> **ASSIGNED TASK**: Write all of the entries out again exactly.

> **RECORD SET**:
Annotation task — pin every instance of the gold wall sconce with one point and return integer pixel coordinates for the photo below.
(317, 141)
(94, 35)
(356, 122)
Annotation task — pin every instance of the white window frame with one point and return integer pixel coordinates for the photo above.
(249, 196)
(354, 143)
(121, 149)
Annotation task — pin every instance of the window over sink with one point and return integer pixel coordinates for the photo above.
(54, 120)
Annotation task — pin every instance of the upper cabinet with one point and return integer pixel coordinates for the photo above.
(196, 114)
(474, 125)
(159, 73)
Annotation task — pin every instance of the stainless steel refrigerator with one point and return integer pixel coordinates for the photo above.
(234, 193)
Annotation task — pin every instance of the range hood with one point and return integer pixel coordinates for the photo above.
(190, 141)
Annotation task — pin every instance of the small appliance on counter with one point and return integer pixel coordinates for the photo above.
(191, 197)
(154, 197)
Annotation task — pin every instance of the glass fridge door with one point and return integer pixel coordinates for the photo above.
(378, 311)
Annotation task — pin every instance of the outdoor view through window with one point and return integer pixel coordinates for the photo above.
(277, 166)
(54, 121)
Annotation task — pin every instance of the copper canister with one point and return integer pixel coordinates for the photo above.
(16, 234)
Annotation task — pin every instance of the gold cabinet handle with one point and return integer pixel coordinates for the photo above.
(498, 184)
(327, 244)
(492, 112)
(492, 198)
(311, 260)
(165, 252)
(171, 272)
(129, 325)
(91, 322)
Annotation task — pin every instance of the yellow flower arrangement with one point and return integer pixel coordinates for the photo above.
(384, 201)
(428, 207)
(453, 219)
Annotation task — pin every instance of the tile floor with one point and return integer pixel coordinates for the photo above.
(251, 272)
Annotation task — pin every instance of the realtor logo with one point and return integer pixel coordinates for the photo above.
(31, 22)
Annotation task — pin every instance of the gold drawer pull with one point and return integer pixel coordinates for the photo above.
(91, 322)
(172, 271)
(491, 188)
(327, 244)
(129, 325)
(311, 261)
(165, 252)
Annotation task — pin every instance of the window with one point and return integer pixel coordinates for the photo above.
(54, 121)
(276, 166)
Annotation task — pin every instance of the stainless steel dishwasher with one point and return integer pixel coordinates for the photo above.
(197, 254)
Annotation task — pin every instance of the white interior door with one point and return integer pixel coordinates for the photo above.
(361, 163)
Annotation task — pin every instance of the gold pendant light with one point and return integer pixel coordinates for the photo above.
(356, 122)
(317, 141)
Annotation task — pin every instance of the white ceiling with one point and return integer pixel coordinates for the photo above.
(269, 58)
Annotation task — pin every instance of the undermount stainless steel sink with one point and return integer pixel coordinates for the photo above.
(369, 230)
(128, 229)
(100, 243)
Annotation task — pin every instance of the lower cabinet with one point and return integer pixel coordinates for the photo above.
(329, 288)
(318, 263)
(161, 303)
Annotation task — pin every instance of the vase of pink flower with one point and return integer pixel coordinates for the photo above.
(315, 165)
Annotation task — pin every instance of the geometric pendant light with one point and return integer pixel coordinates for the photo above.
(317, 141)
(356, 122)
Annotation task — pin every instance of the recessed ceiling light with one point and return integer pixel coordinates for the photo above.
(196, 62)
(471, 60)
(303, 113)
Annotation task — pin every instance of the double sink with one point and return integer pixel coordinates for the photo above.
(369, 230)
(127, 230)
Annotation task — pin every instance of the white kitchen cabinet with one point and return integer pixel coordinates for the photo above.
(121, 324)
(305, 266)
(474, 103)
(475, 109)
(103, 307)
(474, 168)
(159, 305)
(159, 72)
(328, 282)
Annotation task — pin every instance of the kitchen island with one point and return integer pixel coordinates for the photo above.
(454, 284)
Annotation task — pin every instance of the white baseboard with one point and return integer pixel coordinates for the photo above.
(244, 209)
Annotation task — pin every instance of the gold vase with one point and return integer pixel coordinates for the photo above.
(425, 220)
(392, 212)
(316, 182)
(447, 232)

> **RESPONSE TO THE EXERCISE**:
Annotation task — pin every instance of the gold wall sconce with one point and return integer pixel coordinates for the photo below.
(317, 141)
(94, 35)
(356, 122)
Annotation task — pin every instance of the white window frame with one point and return integer pixel coordinates for the photo above.
(249, 196)
(354, 143)
(121, 149)
Annotation task — pin every instance of the window over sink with one point and return integer pixel coordinates for the photo above.
(54, 120)
Annotation task — pin every instance of the upper cabinet with one point and return integer pixel coordinates for the photo above.
(196, 114)
(474, 125)
(159, 73)
Annotation task — pin every instance of the stainless steel refrigerator with one point and return integer pixel coordinates for the photo above.
(234, 193)
Annotation task — pin every instance of the range hood with one point and return integer pixel coordinates for the photo above.
(190, 141)
Annotation task — pin every instance of the small appliance on counter with one point and return integer pixel coordinates for the photo above.
(191, 197)
(154, 197)
Annotation task — pin every instance of the glass fridge door with one point and return integer pixel coordinates for the photo above.
(378, 311)
Annotation task — pin every instance of the outdoor view through window with one point and return integer pixel coordinates for the photo above.
(277, 166)
(54, 121)
Annotation task — pin every instance of the copper canister with one point and return integer pixel coordinates for the photo above.
(16, 234)
Annotation task — pin every instance of the gold cabinet handle with one point and return integer pixel coordinates for the photo above.
(498, 184)
(327, 244)
(492, 112)
(492, 198)
(311, 260)
(165, 252)
(171, 272)
(129, 325)
(91, 322)
Annotation task — pin every instance of the yellow flower arrangement with one point and return integer pixel coordinates for the photo above.
(384, 201)
(428, 207)
(453, 219)
Annotation task — pin every instance of the tile floor with one point and return integer pixel coordinates for the photo above.
(251, 272)
Annotation task — pin every instance of the realtor logo with one point and return integer pixel coordinates for the photo above.
(31, 22)
Annotation task — pin every instance of the gold drawer pull with one point and return integer pixel coordinates for the photo above.
(91, 322)
(172, 271)
(491, 188)
(327, 244)
(129, 325)
(311, 261)
(165, 252)
Annotation task — pin every instance of the window with one point and return integer pixel coordinates for the photo above.
(54, 121)
(276, 166)
Annotation task — pin every instance of the stainless steel dishwasher with one point and return integer pixel coordinates for the photo above.
(197, 254)
Annotation task — pin every instance of the white interior door with one point and return integer pixel coordinates for the photo above.
(361, 163)
Annotation task — pin every instance of the gold pendant light with one point and return integer pixel coordinates for the photo above.
(356, 122)
(317, 141)
Annotation task — pin every instance of the white ceiling with one point and return integer pixel coordinates for the photo above.
(269, 58)
Annotation task — pin every instance of the undermount stainless steel sink with one point and return integer pixel coordinates for the photo above.
(369, 230)
(128, 229)
(100, 243)
Annotation task — pin every instance of the lower cabinet with one point and return integer pixel coordinates for the photo above.
(329, 288)
(318, 263)
(161, 303)
Annotation task — pin every instance of the vase of pink flower with one point and return integer pixel coordinates for the photo above.
(315, 165)
Annotation task — pin every instance of the geometric pendant light with one point and return integer pixel coordinates for the photo above.
(317, 141)
(356, 122)
Annotation task — pin every instance of the recessed ceiling light with one point and return integer pixel coordinates for the photo above.
(196, 62)
(471, 60)
(303, 113)
Annotation task — pin every instance of the double sink with one point and return integer pixel coordinates for the photo above.
(369, 230)
(127, 230)
Annotation task — pin every instance of the white kitchen cabinet with one point and return integer pixel coordinates for the photo above.
(121, 324)
(305, 266)
(474, 103)
(475, 109)
(103, 307)
(474, 168)
(159, 305)
(159, 72)
(328, 282)
Annotation task — pin every instance of the kitchen island with one point and return integer pixel coordinates for the photo above.
(454, 284)
Annotation task — pin every instance of the white baseboard with one point and return integer pixel coordinates for the photo above.
(244, 209)
Annotation task — pin every instance of the gold vase with one point and return integer pixel coordinates for the photo above.
(425, 220)
(392, 212)
(316, 182)
(447, 232)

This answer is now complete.